Each Advisor shall perform its services as an independent contractor and not as an employee of the Company or affiliate thereof. It is expressly understood and agreed to by the parties that no Advisor shall have authority to act for, represent or bind the Company or any affiliate thereof in any manner, except as may be expressly agreed to by the Company in writing. In rendering such services, the Advisors will be acting solely pursuant to a contractual relationship on an arm’s-length basis. This Agreement is not intended to create a fiduciary relationship between the parties and neither the Advisors nor any of either of the Advisor’s officers, directors or personnel will owe any fiduciary duty to the Company or any other person in connection with any of the matters contemplated by this Agreement.

  

8. Potential Conflicts.

 

The Company acknowledges that the Advisors are full-service securities firm engaged in securities trading and brokerage activities and providing investment banking and advisory services from which conflicting interests may arise. In the ordinary course of business, the Advisors and their respective affiliates may at any time hold long or short positions, and may trade or otherwise effect transactions, for their own account or the accounts of customers, in debt or equity securities of the Company, its affiliates or other entities that may be involved in the transactions contemplated hereby. Nothing in this Agreement shall be construed to limit or restrict the Advisors or any of their respective affiliates in conducting such business.

Written instruction 1
Retype the stretch of the advisory agreement excerpt from "The Company acknowledges" through "conducting such business.".
Written instruction 2
Extend the advisory agreement excerpt by writing the text that follows its last sentence.

Given entries

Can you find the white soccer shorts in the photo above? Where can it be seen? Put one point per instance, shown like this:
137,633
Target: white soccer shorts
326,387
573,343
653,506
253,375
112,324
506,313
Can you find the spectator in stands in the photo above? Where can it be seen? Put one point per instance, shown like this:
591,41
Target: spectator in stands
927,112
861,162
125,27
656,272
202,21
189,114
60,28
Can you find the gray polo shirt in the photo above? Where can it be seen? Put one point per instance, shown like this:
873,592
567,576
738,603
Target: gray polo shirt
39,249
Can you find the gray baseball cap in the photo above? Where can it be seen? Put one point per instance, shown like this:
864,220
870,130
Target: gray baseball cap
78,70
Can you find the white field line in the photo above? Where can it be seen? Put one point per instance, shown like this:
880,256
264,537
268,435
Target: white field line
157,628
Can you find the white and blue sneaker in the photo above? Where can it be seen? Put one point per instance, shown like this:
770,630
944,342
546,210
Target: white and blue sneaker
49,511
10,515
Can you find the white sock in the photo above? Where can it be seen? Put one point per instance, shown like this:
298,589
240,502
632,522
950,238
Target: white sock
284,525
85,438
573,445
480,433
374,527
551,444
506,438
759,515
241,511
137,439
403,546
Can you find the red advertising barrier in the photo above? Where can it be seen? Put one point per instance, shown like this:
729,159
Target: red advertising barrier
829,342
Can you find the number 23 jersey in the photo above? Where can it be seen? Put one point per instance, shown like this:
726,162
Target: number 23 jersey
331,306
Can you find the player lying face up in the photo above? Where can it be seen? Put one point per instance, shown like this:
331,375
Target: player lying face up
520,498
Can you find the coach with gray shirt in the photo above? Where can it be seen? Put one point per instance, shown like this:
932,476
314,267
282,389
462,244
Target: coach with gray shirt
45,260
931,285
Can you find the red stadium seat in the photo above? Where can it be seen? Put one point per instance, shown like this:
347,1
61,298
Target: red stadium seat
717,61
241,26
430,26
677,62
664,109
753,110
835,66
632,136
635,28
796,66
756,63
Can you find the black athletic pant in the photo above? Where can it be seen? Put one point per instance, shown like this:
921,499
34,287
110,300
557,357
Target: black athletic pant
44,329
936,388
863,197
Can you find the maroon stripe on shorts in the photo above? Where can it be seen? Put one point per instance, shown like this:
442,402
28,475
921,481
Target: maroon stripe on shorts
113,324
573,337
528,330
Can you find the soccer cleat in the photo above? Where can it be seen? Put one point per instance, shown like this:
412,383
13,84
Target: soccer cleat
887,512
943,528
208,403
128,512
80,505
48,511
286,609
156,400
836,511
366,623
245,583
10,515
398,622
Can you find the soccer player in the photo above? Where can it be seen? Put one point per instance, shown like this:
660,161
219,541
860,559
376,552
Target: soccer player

Expected answer 1
The Company acknowledges that the Advisors are full-service securities firm engaged in securities trading and brokerage activities and providing investment banking and advisory services from which conflicting interests may arise. In the ordinary course of business, the Advisors and their respective affiliates may at any time hold long or short positions, and may trade or otherwise effect transactions, for their own account or the accounts of customers, in debt or equity securities of the Company, its affiliates or other entities that may be involved in the transactions contemplated hereby. Nothing in this Agreement shall be construed to limit or restrict the Advisors or any of their respective affiliates in conducting such business.

Expected answer 2
 

9. Entire Agreement.

 

This Agreement constitutes the entire understanding between the parties with respect to the subject matter hereof and supersedes all prior agreements and understandings, oral or written, with respect thereto. This Agreement may not be modified or terminated orally or in any manner other than by an agreement in writing signed by the parties hereto.

 

10. Notices.

 

Any notices required or permitted to be given hereunder shall be in writing and shall be deemed given when mailed by certified mail or private courier service, return receipt requested, addressed to each party at its respective addresses set forth above, or such other address as may be given by a party in a notice given pursuant to this Section.

 

11. Termination.

 

Upon ten days’ prior written notice thereof to the Company, any Advisor may terminate this Agreement. Such termination by such Advisor shall not affect (a) the Company’s obligation to reimburse such Advisor of its Reimbursable Expenses pursuant to Section 2 hereof or (b) the Company’s indemnification obligations pursuant to Section 5 hereof and Annex I hereto. Such Advisor shall, to the extent accurate and otherwise permissible by law, be entitled to take whatever other actions such Advisor deems in its discretion to be necessary or appropriate in connection with such termination, including publicly disclosing the reasons for such termination.

 

12. Successors and Assigns.

 

This Agreement may not be assigned by either party without the written consent of the other. This Agreement shall be binding upon and shall inure to the benefit of the parties hereto and, except where prohibited, to their successors and assigns. The parties do not confer any rights or remedies upon the Prospective Advisor or any other person other than the parties to this Agreement and their respective successors and permitted assigns.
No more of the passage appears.